- Your task:
From the entries below, reproduce exactly the line containing "Target: surface mining machine", the line containing "Point to the wet", and every line in between, with nothing added.

[Data extracted from a collection]
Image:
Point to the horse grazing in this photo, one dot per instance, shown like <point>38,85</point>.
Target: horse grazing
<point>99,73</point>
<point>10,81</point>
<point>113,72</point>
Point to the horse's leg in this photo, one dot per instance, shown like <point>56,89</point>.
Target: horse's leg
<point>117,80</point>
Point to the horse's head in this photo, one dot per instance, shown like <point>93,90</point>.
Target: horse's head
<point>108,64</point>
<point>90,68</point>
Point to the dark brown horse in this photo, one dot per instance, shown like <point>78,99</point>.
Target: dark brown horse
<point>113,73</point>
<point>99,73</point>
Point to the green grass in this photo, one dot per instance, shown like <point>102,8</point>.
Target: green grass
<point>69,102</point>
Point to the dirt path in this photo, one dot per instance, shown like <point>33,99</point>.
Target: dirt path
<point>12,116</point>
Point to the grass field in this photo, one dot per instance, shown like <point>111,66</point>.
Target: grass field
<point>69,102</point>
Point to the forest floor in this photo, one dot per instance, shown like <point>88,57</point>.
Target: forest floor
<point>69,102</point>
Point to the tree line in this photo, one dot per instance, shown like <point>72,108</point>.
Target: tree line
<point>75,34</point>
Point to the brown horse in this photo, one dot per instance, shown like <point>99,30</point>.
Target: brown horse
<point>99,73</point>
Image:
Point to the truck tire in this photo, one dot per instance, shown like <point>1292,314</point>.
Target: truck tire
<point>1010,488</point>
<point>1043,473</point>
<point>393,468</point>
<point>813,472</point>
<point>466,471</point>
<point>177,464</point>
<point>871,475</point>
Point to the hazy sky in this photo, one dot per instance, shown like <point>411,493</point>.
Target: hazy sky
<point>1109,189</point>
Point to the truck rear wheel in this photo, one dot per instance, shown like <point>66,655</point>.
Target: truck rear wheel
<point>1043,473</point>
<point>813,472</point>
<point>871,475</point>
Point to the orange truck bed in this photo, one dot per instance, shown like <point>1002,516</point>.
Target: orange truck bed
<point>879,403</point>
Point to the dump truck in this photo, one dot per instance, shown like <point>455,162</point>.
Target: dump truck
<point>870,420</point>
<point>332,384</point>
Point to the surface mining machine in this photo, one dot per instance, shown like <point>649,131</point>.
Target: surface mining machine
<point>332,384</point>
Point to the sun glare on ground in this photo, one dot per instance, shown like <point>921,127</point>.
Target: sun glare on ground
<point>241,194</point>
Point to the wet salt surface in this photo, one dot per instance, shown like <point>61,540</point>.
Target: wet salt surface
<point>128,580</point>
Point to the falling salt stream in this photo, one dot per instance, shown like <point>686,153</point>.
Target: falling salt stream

- Answer to this exercise:
Target: surface mining machine
<point>332,384</point>
Point to the sun glare on ground in this photo, one dot per instance, shown like <point>921,127</point>.
Target: sun glare on ground
<point>241,194</point>
Point to the wet salt surface in this photo, one dot per instance, shown like <point>61,540</point>.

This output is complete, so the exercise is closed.